Beginning in the early 19th century, things started turning Birmingham's way. For example, following the Reform Act of 1832, Birmingham was able to elect its own members to Parliament (however, the city was not incorporated until 1838); at that time, rail links were established to Liverpool and London and in 1873 the rich local industrialist Joseph Chamberlain was elected the city's mayor. During Chamberlain 3-year tenure, a number of important reforms were implemented, including broad-based slum and city-centre redevelopment initiatives (Birmingham, 2005).

Over the coming years, Birmingham would prove to be a pioneer among British communities in its urban planning efforts; for example, in 1911, Birmingham launched town-planning scheme, one-way-traffic experiments in 1933, and even municipal airports at early as 1939. While industrial activity and heavy bombing left the city drained by the end of World War II, Birmingham eventually began razing slums and bombed-out areas in the central districts and replaced them with tall blocks of apartments and office buildings; furthermore, a new inner ring road system, a rebuilt central train station, and new shopping and commercial complexes, and a network of canals in the northwestern and southern parts of the city, were all part of the city's postwar rebuilding in an effort to transform itself from a blighted district to a thriving community. Today, Birmingham continues to be the key centre of Britain's light and medium industry and is still sometimes described as "the city of 1,001 different trades" (Birmingham, 2005). Certainly, Birmingham's economic success over the years has been related to such diversity in its industrial base; however, in recent years, this diversity has been primarily concentrated on the metal and engineering trades and today, the largest single industry in terms of employment is the production of motor vehicles, while bicycles and motorcycles are also manufactured in the area, the bicycle trade has somewhat declined (Birmingham, 2005). In addition, the city remains a leading centres for the machine tool industry; during the 1970s and 1980s, though the city's service sector grew in size to effectively compete with the manufacturing sector (Birmingham, 2005).
════════
Given request 1:
Extract each line of the records that contains the string "target".
The records come from a different source than the Birmingham history excerpt.

Source material:
════════
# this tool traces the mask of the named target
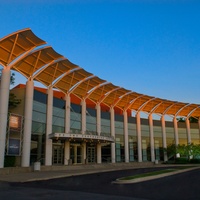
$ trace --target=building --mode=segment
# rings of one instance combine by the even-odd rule
[[[200,105],[117,87],[45,46],[30,29],[0,40],[0,64],[0,168],[8,156],[22,167],[166,161],[162,147],[200,142]],[[11,70],[27,83],[11,90],[21,103],[8,112]]]

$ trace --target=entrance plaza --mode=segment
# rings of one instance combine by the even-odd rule
[[[167,161],[167,145],[200,142],[200,105],[115,86],[30,29],[0,39],[0,65],[0,168],[9,159],[16,167]],[[26,84],[10,90],[11,70]],[[9,93],[17,107],[9,108]]]

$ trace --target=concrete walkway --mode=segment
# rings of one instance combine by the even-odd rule
[[[116,163],[116,164],[94,164],[94,165],[74,165],[74,166],[41,166],[39,171],[30,169],[0,169],[0,181],[6,182],[29,182],[36,180],[48,180],[83,174],[92,174],[99,172],[108,172],[133,168],[150,167],[170,167],[172,165],[147,163]],[[177,165],[176,165],[177,166]]]

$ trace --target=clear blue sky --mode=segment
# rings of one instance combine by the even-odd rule
[[[0,38],[29,27],[117,86],[200,103],[199,0],[1,0],[0,8]]]

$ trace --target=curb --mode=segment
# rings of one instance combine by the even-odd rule
[[[139,183],[139,182],[144,182],[144,181],[149,181],[149,180],[154,180],[154,179],[158,179],[158,178],[163,178],[163,177],[167,177],[167,176],[172,176],[175,174],[180,174],[180,173],[184,173],[184,172],[188,172],[188,171],[192,171],[195,169],[200,169],[200,167],[191,167],[189,169],[180,169],[174,172],[166,172],[164,174],[158,174],[158,175],[153,175],[153,176],[147,176],[147,177],[142,177],[142,178],[135,178],[132,180],[121,180],[121,178],[116,179],[115,181],[113,181],[113,184],[130,184],[130,183]]]

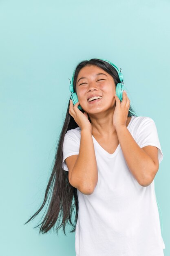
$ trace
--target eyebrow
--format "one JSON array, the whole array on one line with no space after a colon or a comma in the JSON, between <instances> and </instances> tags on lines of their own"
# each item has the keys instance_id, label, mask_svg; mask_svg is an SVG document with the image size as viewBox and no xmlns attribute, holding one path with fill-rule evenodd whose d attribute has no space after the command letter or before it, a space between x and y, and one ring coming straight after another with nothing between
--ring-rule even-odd
<instances>
[{"instance_id":1,"label":"eyebrow","mask_svg":"<svg viewBox=\"0 0 170 256\"><path fill-rule=\"evenodd\" d=\"M106 74L104 74L104 73L97 73L97 74L96 74L96 76L99 76L99 75L104 75L105 76L107 76L107 75L106 75ZM81 79L83 79L84 78L87 78L84 77L81 77L81 78L79 78L77 81L77 83Z\"/></svg>"}]
</instances>

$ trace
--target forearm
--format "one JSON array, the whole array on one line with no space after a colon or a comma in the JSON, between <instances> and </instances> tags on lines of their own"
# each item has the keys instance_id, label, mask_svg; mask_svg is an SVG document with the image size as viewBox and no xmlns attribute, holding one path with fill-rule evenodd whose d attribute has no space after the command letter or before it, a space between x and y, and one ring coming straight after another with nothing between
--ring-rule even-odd
<instances>
[{"instance_id":1,"label":"forearm","mask_svg":"<svg viewBox=\"0 0 170 256\"><path fill-rule=\"evenodd\" d=\"M126 126L116 128L117 135L124 157L130 172L139 184L150 180L154 169L152 159L136 143Z\"/></svg>"},{"instance_id":2,"label":"forearm","mask_svg":"<svg viewBox=\"0 0 170 256\"><path fill-rule=\"evenodd\" d=\"M96 186L98 171L91 133L81 131L79 155L71 173L71 179L81 184L82 190L90 192Z\"/></svg>"}]
</instances>

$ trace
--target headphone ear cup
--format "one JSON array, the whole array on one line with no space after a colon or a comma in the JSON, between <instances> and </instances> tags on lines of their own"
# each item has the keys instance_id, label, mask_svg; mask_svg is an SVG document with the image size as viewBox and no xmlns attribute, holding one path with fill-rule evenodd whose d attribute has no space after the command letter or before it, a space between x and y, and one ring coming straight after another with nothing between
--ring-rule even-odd
<instances>
[{"instance_id":1,"label":"headphone ear cup","mask_svg":"<svg viewBox=\"0 0 170 256\"><path fill-rule=\"evenodd\" d=\"M121 101L123 99L123 91L125 89L124 84L121 83L117 83L116 86L116 94Z\"/></svg>"},{"instance_id":2,"label":"headphone ear cup","mask_svg":"<svg viewBox=\"0 0 170 256\"><path fill-rule=\"evenodd\" d=\"M72 93L71 96L71 99L72 100L74 106L79 101L77 95L77 93L76 92L73 92ZM79 104L78 106L78 108L79 109L79 110L82 109Z\"/></svg>"}]
</instances>

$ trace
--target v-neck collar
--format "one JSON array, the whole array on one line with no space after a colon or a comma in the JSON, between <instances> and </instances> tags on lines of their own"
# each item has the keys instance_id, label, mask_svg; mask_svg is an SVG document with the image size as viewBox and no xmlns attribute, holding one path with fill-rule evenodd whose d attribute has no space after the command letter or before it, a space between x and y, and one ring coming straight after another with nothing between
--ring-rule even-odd
<instances>
[{"instance_id":1,"label":"v-neck collar","mask_svg":"<svg viewBox=\"0 0 170 256\"><path fill-rule=\"evenodd\" d=\"M128 126L127 126L127 128L129 128L130 125L131 123L132 120L134 117L135 116L132 116L130 121L129 122ZM119 150L120 150L121 148L120 143L119 144L119 145L117 146L117 147L116 148L116 149L115 150L115 152L112 154L110 154L110 153L108 152L106 150L104 149L103 148L102 148L102 147L99 144L99 143L97 142L97 141L95 139L95 137L92 135L92 138L93 139L93 141L94 141L94 142L98 146L99 148L100 148L101 151L102 151L102 153L106 156L108 157L114 157L117 155L117 153L118 153Z\"/></svg>"}]
</instances>

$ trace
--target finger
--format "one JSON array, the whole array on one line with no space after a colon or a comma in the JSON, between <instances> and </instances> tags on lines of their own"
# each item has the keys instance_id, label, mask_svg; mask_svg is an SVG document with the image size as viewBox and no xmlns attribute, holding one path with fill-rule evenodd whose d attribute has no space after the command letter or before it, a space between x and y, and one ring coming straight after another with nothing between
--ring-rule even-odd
════════
Given request 2:
Answer these questions from the Birmingham history excerpt, one line each:
(a) In what year was Birmingham incorporated?
(b) Who was elected the city's mayor in 1873?
(c) What is the largest single industry in Birmingham in terms of employment today?

Right answer 1:
# this tool traces the mask of the named target
$ trace --target=building --mode=segment
$ trace --target=entrance plaza --mode=segment
$ trace --target=concrete walkway --mode=segment
$ trace --target=clear blue sky --mode=segment
$ trace --target=curb --mode=segment
--target eyebrow
--target forearm
--target headphone ear cup
--target v-neck collar
--target finger

Right answer 2:
(a) 1838
(b) Joseph Chamberlain
(c) The production of motor vehicles